Saved entries
==================================================
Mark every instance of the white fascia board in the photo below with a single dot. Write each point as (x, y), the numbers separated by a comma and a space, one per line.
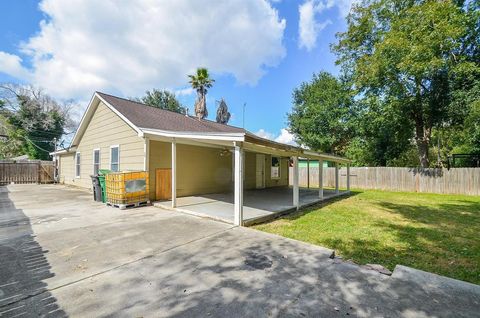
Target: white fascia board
(326, 156)
(63, 151)
(125, 119)
(195, 135)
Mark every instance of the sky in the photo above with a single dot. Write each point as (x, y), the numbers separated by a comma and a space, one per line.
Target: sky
(258, 51)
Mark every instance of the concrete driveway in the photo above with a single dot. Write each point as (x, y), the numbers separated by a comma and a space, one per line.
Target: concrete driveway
(63, 255)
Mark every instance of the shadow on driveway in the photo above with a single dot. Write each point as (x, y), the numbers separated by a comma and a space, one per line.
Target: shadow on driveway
(23, 266)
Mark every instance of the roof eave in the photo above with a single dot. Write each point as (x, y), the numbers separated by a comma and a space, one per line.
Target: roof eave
(240, 137)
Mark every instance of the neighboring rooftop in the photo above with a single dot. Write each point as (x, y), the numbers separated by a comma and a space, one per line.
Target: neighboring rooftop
(144, 116)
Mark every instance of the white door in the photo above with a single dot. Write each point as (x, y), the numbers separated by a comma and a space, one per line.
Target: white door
(260, 171)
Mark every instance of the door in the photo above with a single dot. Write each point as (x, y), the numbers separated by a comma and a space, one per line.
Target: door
(163, 183)
(260, 171)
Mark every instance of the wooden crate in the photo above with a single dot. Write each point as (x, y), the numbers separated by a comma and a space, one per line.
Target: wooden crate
(127, 188)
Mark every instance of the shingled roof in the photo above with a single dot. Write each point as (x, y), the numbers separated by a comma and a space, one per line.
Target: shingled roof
(144, 116)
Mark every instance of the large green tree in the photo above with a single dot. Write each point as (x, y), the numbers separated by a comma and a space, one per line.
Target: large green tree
(407, 54)
(162, 99)
(32, 121)
(322, 116)
(201, 82)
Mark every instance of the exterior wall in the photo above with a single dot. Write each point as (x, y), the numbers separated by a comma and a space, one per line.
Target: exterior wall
(104, 130)
(200, 170)
(66, 169)
(250, 174)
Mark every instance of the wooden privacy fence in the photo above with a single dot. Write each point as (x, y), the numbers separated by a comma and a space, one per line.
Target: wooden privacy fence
(26, 172)
(430, 180)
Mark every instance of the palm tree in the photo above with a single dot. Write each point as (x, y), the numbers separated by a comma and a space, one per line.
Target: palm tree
(200, 82)
(223, 115)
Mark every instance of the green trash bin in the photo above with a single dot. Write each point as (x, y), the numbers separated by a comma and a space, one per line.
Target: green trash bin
(101, 178)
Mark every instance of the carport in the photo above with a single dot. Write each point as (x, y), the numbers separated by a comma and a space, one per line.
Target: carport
(259, 205)
(251, 199)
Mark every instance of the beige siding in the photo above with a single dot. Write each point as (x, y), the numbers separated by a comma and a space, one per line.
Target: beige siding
(201, 170)
(66, 168)
(104, 130)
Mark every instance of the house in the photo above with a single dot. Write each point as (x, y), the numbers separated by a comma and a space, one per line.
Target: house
(186, 157)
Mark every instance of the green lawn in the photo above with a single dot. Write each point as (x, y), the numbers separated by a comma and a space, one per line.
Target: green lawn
(431, 232)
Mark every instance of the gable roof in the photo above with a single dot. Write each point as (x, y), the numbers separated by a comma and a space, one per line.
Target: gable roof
(148, 120)
(144, 116)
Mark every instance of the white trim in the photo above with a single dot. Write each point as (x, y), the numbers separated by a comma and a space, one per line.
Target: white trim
(174, 173)
(296, 189)
(195, 135)
(320, 179)
(79, 163)
(146, 154)
(93, 160)
(324, 156)
(118, 163)
(337, 178)
(238, 184)
(279, 168)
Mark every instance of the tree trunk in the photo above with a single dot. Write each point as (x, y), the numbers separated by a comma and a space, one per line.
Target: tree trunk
(422, 146)
(422, 133)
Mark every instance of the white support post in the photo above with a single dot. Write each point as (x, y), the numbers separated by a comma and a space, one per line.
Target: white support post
(320, 179)
(238, 188)
(174, 173)
(308, 173)
(348, 177)
(146, 154)
(337, 189)
(296, 190)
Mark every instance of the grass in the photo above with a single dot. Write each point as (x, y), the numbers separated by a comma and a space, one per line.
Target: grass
(431, 232)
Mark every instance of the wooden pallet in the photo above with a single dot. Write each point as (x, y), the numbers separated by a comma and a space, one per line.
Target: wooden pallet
(129, 205)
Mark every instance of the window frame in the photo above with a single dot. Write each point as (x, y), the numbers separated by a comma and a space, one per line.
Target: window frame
(279, 168)
(118, 157)
(93, 160)
(78, 166)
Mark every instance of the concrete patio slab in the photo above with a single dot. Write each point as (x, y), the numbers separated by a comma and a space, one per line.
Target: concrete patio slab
(61, 255)
(259, 205)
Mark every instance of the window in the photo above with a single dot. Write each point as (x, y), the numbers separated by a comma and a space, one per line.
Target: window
(77, 164)
(96, 161)
(275, 168)
(114, 158)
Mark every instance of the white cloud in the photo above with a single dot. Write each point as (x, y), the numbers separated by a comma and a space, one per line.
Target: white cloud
(265, 134)
(284, 136)
(12, 65)
(184, 91)
(129, 47)
(309, 27)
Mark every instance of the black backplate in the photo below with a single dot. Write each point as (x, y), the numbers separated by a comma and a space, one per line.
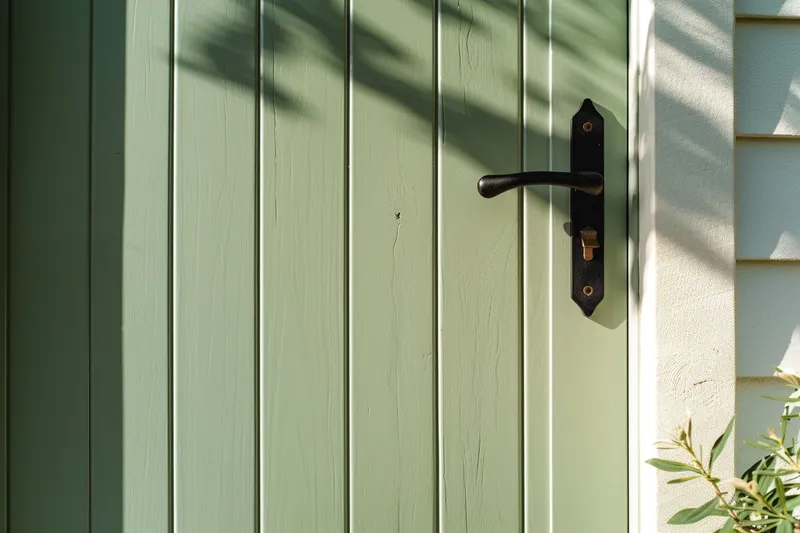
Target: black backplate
(586, 149)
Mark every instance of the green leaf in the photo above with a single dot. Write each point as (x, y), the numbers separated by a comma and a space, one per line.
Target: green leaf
(672, 466)
(690, 516)
(791, 503)
(719, 445)
(784, 400)
(681, 480)
(763, 445)
(781, 492)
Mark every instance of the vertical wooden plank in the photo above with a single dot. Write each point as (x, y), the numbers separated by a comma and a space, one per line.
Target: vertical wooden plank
(589, 58)
(481, 282)
(49, 263)
(4, 146)
(392, 207)
(303, 247)
(214, 277)
(130, 266)
(107, 190)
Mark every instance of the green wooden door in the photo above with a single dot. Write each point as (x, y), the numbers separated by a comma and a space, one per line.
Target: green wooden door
(252, 286)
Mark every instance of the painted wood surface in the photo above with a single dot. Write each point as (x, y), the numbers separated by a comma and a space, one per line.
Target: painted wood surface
(783, 8)
(767, 317)
(767, 189)
(392, 228)
(479, 297)
(49, 264)
(213, 276)
(766, 73)
(767, 237)
(4, 148)
(130, 268)
(294, 311)
(589, 356)
(304, 299)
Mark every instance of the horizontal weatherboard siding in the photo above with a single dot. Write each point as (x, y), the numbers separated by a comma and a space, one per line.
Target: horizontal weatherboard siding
(766, 76)
(783, 8)
(767, 199)
(767, 317)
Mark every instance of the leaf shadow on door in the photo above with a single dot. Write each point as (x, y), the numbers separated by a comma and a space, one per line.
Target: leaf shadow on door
(224, 51)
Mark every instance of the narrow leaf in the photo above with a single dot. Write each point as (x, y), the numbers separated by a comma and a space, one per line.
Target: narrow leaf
(784, 400)
(690, 516)
(781, 492)
(672, 466)
(719, 445)
(762, 445)
(681, 480)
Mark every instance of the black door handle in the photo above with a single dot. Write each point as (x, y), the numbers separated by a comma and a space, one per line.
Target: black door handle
(586, 207)
(588, 182)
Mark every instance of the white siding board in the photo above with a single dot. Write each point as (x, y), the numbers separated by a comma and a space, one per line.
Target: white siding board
(784, 8)
(755, 415)
(767, 318)
(767, 78)
(767, 194)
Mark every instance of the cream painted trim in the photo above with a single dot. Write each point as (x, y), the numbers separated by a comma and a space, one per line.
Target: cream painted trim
(682, 346)
(642, 502)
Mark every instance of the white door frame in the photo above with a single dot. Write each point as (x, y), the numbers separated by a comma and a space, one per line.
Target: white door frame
(682, 265)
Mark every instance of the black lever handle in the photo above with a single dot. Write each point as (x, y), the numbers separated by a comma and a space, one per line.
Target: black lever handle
(588, 182)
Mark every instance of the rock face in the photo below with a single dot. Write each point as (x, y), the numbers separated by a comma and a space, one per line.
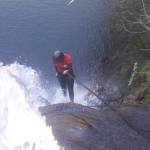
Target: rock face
(78, 127)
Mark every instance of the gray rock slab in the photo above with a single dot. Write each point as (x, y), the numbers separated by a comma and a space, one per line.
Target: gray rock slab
(78, 127)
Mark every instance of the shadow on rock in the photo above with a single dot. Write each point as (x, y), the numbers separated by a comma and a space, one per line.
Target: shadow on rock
(78, 127)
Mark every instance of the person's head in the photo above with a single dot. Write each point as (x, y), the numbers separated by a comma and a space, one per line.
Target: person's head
(58, 56)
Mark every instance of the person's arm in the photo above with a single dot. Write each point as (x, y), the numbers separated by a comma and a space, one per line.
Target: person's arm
(68, 69)
(56, 71)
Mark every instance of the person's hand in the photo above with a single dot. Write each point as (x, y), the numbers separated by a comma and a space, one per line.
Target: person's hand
(65, 72)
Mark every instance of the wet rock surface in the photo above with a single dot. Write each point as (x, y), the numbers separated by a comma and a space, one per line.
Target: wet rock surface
(78, 127)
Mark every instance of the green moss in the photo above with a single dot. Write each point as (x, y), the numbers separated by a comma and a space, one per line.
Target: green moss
(146, 66)
(146, 100)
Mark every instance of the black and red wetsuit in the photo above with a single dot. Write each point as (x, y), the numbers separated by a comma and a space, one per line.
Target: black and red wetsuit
(65, 80)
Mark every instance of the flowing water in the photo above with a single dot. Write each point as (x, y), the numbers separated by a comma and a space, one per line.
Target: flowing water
(30, 31)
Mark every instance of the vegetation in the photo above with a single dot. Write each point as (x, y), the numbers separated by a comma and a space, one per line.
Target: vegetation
(133, 74)
(129, 30)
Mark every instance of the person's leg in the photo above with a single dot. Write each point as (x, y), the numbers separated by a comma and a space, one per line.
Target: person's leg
(62, 81)
(70, 84)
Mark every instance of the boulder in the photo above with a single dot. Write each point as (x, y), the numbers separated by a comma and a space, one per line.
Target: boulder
(78, 127)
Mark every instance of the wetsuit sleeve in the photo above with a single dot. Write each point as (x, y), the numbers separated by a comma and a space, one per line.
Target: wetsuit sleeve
(69, 67)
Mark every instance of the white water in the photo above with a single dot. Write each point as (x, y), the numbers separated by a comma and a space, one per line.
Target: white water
(21, 126)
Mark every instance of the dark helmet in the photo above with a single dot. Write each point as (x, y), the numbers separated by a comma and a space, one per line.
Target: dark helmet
(58, 56)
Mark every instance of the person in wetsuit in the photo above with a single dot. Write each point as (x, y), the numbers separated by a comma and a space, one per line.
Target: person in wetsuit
(63, 66)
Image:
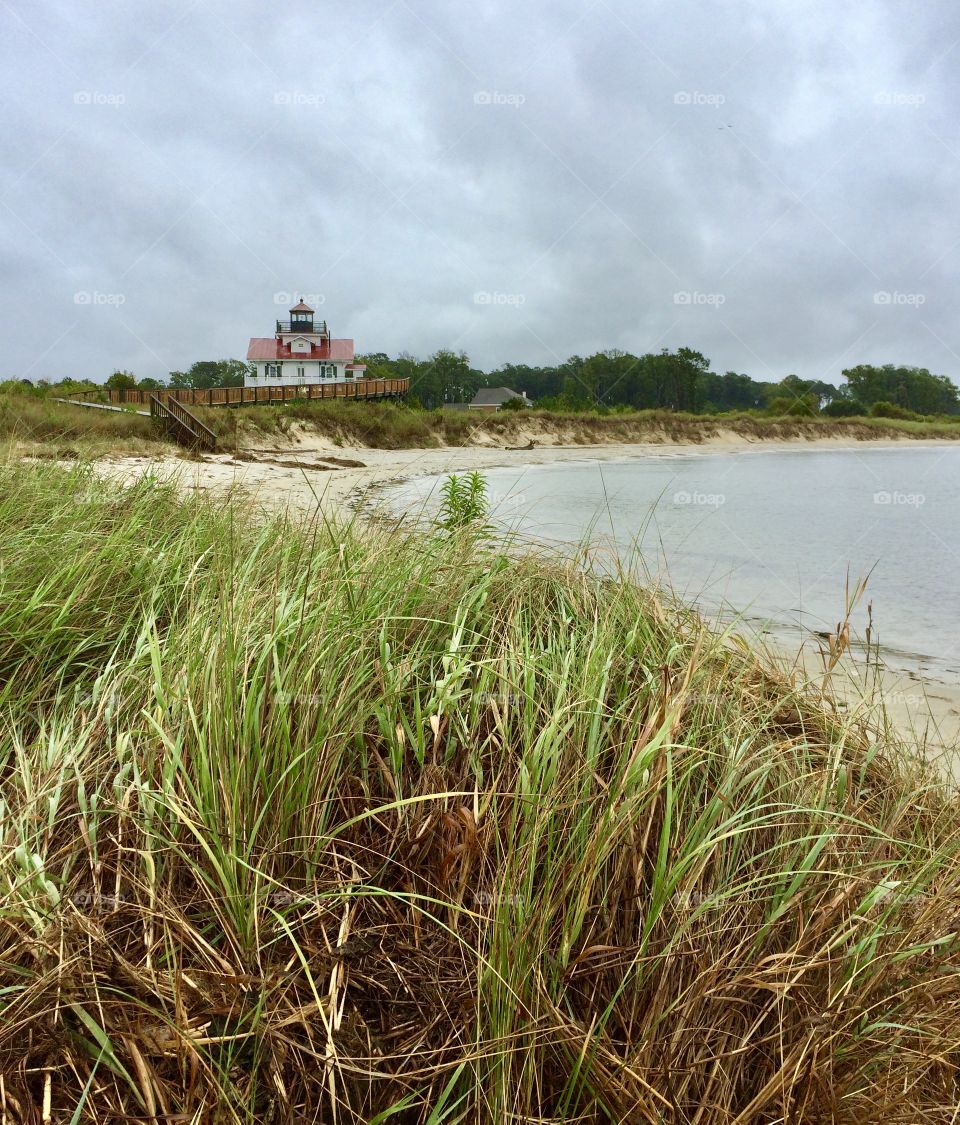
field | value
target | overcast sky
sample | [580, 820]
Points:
[772, 185]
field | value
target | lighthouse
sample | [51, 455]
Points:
[302, 352]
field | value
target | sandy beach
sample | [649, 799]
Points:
[310, 474]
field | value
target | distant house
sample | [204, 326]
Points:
[492, 398]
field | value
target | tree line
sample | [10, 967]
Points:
[679, 380]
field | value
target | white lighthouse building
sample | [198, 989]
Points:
[302, 352]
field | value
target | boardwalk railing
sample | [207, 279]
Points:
[181, 424]
[251, 396]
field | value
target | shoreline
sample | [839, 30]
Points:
[304, 476]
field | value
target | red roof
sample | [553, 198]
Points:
[269, 348]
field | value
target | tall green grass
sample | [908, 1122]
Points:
[320, 824]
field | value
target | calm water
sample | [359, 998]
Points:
[771, 534]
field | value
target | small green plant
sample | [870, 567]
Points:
[464, 501]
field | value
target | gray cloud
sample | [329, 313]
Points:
[773, 187]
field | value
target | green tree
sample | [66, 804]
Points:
[212, 372]
[122, 380]
[912, 387]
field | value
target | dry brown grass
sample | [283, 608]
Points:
[313, 825]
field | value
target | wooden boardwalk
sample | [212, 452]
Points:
[250, 396]
[181, 425]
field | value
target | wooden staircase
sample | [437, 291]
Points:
[181, 425]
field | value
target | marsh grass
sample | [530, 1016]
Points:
[315, 824]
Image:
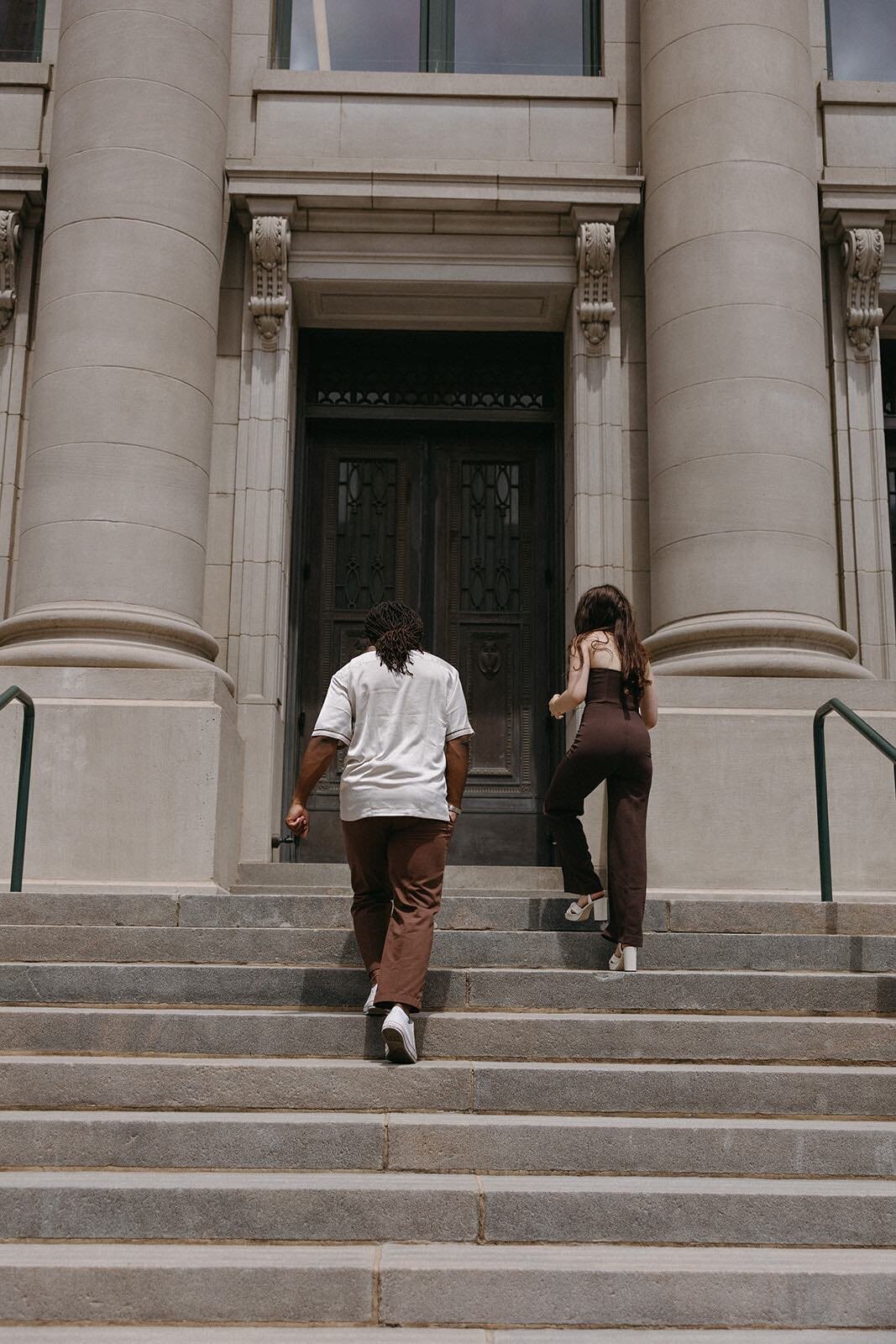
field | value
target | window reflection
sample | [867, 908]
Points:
[20, 30]
[519, 37]
[351, 35]
[862, 39]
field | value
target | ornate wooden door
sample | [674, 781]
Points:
[492, 620]
[454, 522]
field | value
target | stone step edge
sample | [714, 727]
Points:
[503, 1015]
[457, 1284]
[170, 1178]
[418, 1335]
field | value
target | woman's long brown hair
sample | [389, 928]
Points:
[606, 608]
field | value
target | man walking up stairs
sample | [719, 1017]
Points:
[199, 1139]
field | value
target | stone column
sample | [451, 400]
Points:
[262, 531]
[113, 528]
[745, 570]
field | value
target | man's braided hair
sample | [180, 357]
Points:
[396, 631]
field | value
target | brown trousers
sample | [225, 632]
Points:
[398, 867]
[614, 745]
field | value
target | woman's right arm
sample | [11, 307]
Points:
[577, 682]
[647, 707]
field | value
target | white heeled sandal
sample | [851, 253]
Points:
[577, 913]
[625, 958]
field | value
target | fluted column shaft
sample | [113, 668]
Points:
[741, 491]
[113, 528]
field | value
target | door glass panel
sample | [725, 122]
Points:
[519, 37]
[862, 39]
[20, 30]
[355, 35]
[365, 517]
[490, 537]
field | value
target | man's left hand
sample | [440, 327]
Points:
[297, 820]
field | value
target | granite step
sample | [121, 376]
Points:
[483, 988]
[432, 1142]
[419, 1335]
[450, 1285]
[579, 948]
[212, 1206]
[461, 909]
[452, 1035]
[167, 1085]
[313, 877]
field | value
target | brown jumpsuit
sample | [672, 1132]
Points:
[613, 743]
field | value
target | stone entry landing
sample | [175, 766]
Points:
[199, 1139]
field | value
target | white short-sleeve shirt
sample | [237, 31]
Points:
[396, 727]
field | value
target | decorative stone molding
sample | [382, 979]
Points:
[9, 234]
[595, 253]
[862, 253]
[269, 302]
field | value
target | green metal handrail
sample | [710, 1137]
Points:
[24, 781]
[821, 777]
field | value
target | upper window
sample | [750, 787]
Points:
[465, 37]
[862, 39]
[20, 30]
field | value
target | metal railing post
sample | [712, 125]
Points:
[24, 781]
[821, 806]
[876, 739]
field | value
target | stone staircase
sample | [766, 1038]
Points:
[199, 1139]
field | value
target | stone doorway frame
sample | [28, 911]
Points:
[510, 272]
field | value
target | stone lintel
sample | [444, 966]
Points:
[405, 186]
[412, 84]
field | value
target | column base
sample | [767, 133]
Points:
[107, 638]
[755, 644]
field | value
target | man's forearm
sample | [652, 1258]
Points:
[316, 763]
[457, 763]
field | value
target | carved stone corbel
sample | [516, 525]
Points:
[595, 252]
[9, 235]
[862, 253]
[269, 302]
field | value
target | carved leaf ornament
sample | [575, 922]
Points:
[9, 235]
[269, 302]
[595, 253]
[862, 253]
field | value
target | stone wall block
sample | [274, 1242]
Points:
[436, 128]
[121, 407]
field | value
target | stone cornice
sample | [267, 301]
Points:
[856, 92]
[412, 84]
[273, 190]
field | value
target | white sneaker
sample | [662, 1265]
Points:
[398, 1034]
[369, 1007]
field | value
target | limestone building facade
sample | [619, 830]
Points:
[304, 304]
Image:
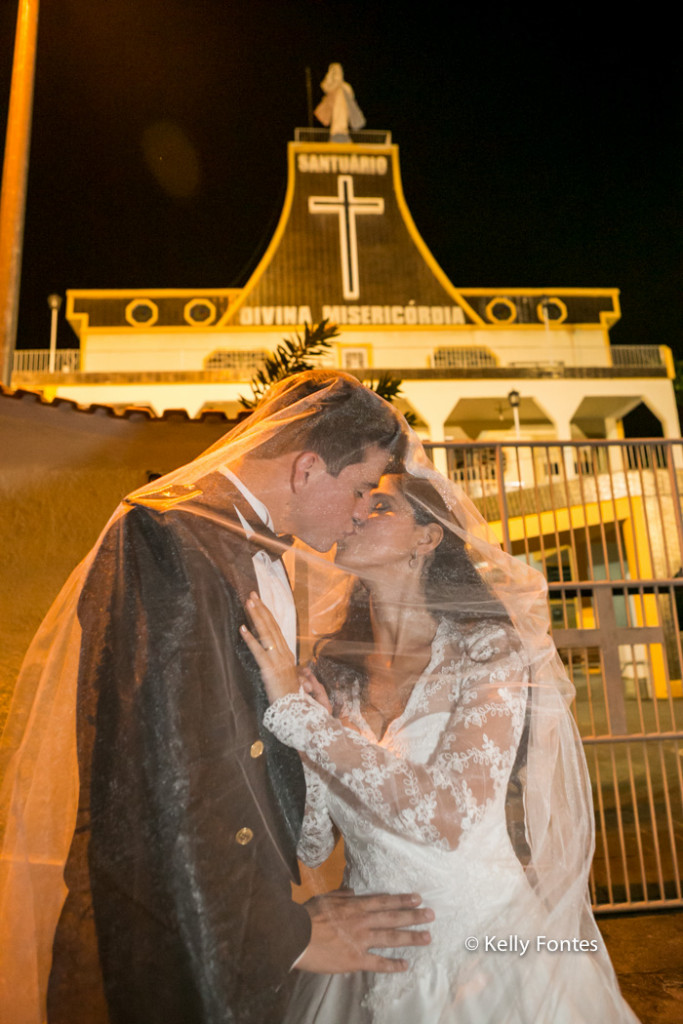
==================================================
_Required action_.
Look above for the line containing "Target: person's arm". Output from there through the line containing "Mark every instance of the dark", exactly and inclusively.

_Exercise solution_.
Target: person's arm
(68, 69)
(56, 71)
Mark every instance of the person's hand in the photo above with a single dot. Write each point as (x, y), the numbers separated by a comma and a space, one per line.
Target: person's hand
(65, 72)
Mark every instance of the wet rock surface in the photo above with a single dot. Write each point as (x, y), the numbers separated by a comma and a space, one per line.
Target: wet rock surface
(78, 127)
Mark every instance of the green moss in the photo above with a single dot. Write each point as (x, y), the numbers separated by a comma and a space, one per line.
Target: green moss
(146, 66)
(146, 100)
Mark every instance of the black and red wetsuit in the photo above with a single dot. Write each point as (x, y), the numbers separated by a comma and a space, one per line.
Target: black and red wetsuit
(65, 80)
Mark every instance of the flowing water in the photo above with a single dot. Write each point as (x, y), the numbers separated by a comma and a space, one per line.
Target: flowing water
(30, 31)
Mark every instance of the vegetation in the photo above with a single dot. Write each point as (x, y), the numbers separated by a comma and a space, one per line.
Target: vegetation
(133, 74)
(129, 30)
Mark every instance of the person's leg in the photo above with a single dot. Write each point as (x, y), the numbers separated by a comma and a space, one per line.
Target: person's leg
(62, 81)
(70, 84)
Mark every instance of the boulder in the photo above with a single dot. Write each point as (x, y), the numbers separated by a comma and a space, one per line.
Target: boulder
(78, 127)
Mark every instance of the wetsuit sleeve in the photo above with a single dot. Write each point as (x, y), the numbers separated by a comma and a space, one per line.
Target: wetsuit sleeve
(69, 67)
Mark every instance of the white water in the photo above with a single dot. Write each point as (x, y), the numbers separated by a comma and a space, one per line.
Target: white water
(21, 126)
Mark every instance of the dark helmet in the photo above with a single dot. Write each point as (x, y), the numbers separated by a comma and a space, one per line.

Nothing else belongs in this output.